◆ Task statement
Once you have checked each line below for the word "clicks", give the number of lines that have it and nothing further.

◆ Data for review
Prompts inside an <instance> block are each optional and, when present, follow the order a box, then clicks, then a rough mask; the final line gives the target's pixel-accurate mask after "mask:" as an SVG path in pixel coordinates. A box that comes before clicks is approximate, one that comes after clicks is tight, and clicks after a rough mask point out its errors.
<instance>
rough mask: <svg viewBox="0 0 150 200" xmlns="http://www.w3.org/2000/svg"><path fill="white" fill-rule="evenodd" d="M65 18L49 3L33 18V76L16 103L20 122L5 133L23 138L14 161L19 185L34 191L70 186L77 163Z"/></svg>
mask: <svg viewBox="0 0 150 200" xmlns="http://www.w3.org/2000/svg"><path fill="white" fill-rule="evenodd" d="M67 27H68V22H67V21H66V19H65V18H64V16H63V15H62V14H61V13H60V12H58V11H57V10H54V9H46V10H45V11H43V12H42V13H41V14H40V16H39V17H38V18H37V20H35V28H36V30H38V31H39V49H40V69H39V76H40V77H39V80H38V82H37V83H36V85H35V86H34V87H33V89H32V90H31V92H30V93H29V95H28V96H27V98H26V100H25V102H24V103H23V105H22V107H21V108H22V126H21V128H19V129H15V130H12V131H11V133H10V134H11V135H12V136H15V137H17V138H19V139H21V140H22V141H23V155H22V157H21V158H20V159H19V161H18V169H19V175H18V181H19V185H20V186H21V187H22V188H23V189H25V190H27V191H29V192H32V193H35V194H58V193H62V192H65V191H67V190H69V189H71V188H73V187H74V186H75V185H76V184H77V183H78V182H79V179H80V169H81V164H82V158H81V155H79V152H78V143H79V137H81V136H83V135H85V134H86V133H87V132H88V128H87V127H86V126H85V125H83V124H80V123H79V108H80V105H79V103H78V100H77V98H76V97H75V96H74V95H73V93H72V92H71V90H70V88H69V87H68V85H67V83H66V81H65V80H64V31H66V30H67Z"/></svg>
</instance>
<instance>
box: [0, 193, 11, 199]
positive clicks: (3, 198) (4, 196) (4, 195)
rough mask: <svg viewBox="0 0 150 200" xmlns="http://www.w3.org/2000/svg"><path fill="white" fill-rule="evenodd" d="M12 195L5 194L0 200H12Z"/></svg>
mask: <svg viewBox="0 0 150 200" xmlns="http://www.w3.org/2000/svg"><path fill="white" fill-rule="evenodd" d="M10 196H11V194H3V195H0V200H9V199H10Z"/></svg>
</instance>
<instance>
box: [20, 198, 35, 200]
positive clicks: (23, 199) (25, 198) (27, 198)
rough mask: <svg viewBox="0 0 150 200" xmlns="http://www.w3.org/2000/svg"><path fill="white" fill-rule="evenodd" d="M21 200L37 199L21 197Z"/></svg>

◆ Written answer
3